◆ Exercise instructions
Produce word for word the lines of the data below running from the one that has "box: [102, 73, 197, 128]" to the one that has "65L90 102L129 129L188", inclusive, and no others.

Input data Block Start

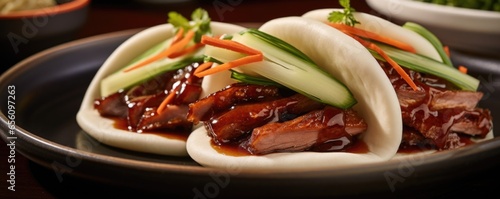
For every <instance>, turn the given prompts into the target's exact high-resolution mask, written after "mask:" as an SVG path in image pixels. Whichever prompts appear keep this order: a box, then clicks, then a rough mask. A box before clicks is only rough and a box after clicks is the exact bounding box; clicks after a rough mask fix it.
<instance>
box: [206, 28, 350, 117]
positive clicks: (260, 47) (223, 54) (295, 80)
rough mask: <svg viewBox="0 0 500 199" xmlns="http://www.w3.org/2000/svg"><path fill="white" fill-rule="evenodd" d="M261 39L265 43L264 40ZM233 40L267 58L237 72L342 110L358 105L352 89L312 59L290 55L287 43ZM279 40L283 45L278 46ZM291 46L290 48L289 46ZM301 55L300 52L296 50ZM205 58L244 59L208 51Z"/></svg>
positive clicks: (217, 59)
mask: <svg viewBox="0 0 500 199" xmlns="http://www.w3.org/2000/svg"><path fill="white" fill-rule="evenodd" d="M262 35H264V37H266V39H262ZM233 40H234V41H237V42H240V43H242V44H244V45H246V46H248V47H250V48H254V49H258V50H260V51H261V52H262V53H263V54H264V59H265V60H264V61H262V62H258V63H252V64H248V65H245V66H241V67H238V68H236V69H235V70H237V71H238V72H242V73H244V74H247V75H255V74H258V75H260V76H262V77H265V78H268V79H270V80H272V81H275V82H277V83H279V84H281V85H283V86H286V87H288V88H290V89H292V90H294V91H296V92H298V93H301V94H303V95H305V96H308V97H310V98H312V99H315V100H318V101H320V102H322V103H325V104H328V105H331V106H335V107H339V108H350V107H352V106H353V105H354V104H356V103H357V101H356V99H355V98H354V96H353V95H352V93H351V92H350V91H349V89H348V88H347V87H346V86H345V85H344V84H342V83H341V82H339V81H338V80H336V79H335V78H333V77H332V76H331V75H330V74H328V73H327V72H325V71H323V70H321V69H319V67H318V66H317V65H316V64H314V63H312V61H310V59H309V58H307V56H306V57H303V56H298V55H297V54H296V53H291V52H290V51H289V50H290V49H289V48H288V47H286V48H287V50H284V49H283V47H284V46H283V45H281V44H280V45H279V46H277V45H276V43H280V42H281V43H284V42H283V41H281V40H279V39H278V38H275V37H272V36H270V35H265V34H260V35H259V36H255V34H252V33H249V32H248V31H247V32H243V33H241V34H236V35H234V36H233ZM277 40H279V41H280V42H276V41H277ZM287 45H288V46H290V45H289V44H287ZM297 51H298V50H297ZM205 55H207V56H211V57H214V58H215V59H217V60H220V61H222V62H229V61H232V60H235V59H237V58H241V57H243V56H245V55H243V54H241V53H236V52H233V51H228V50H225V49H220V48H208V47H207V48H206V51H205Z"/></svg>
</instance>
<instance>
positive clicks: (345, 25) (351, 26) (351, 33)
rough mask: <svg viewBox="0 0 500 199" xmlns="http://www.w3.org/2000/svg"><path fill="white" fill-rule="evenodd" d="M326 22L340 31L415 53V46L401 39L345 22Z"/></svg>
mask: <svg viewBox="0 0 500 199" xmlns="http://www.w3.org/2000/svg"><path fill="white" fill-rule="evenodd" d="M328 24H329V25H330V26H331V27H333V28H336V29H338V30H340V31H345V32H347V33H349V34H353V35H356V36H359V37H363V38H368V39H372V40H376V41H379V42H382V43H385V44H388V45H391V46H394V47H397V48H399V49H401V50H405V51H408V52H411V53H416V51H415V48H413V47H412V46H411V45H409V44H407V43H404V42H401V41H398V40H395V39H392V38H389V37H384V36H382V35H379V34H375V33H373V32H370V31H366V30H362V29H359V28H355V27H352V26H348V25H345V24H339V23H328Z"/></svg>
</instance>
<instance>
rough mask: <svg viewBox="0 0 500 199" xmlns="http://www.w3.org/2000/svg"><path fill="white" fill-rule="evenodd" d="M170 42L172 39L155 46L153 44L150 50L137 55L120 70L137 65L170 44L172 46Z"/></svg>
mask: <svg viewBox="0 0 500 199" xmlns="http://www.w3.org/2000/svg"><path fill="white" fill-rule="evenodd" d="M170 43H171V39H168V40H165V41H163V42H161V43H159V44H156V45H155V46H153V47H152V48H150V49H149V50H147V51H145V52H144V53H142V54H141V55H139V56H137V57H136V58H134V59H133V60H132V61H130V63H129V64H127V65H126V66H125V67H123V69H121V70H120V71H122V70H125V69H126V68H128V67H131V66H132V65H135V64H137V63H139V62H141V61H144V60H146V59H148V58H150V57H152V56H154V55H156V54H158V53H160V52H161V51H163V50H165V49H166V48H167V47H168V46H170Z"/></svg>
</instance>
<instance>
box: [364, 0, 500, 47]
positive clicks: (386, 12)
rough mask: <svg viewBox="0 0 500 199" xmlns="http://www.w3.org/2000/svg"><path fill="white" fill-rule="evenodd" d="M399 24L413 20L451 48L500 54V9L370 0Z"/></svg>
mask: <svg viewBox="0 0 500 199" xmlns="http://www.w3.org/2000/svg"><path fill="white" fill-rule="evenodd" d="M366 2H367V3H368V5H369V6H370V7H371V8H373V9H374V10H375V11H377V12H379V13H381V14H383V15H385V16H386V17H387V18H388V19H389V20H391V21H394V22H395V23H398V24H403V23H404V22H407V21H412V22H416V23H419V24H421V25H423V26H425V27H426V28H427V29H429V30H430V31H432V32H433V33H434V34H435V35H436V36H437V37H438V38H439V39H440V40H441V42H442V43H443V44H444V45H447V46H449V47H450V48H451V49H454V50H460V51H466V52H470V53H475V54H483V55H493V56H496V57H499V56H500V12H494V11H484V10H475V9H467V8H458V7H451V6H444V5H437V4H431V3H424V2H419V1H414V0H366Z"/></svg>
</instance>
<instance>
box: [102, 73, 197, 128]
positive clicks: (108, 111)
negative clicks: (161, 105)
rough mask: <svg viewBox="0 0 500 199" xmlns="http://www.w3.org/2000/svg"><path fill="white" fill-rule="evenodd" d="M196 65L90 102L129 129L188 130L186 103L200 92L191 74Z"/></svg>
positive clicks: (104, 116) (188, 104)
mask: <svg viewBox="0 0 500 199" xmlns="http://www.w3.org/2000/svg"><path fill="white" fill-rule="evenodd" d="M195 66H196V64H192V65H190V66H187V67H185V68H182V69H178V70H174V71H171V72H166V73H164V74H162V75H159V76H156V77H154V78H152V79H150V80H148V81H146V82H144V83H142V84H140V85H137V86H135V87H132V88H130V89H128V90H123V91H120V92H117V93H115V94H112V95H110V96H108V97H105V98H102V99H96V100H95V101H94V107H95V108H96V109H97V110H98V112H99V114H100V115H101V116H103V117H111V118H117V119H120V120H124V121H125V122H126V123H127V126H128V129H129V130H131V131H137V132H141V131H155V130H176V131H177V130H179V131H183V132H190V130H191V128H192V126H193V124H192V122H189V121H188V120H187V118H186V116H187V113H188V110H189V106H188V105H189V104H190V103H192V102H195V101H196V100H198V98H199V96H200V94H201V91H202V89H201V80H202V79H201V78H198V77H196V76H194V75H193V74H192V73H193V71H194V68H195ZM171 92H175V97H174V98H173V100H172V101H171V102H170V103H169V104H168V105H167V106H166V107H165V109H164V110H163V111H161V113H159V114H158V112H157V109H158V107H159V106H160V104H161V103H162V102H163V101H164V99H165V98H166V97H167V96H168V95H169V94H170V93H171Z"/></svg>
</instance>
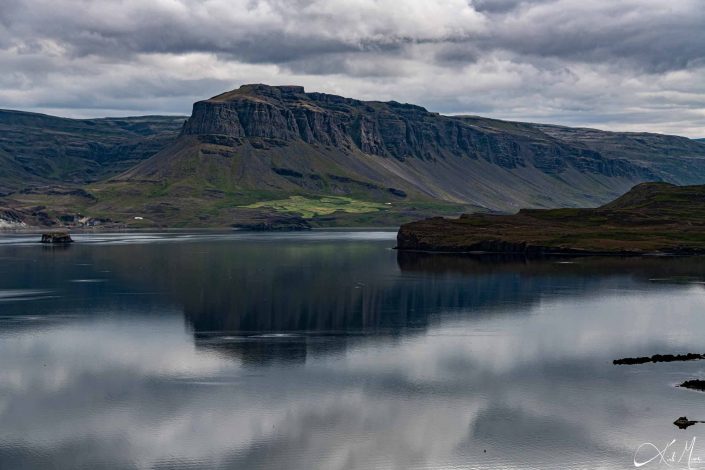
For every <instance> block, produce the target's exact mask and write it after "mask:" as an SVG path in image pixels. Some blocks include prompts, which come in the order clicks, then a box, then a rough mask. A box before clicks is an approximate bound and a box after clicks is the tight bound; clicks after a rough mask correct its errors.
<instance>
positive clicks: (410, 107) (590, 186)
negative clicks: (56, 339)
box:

Input data Block End

◆ Response for this exercise
box: [102, 73, 197, 128]
positive clicks: (108, 111)
negative clicks: (161, 105)
rough mask: <svg viewBox="0 0 500 199" xmlns="http://www.w3.org/2000/svg"><path fill="white" fill-rule="evenodd" d="M196 65L90 102L129 129L188 130L186 103L200 92L191 74Z"/></svg>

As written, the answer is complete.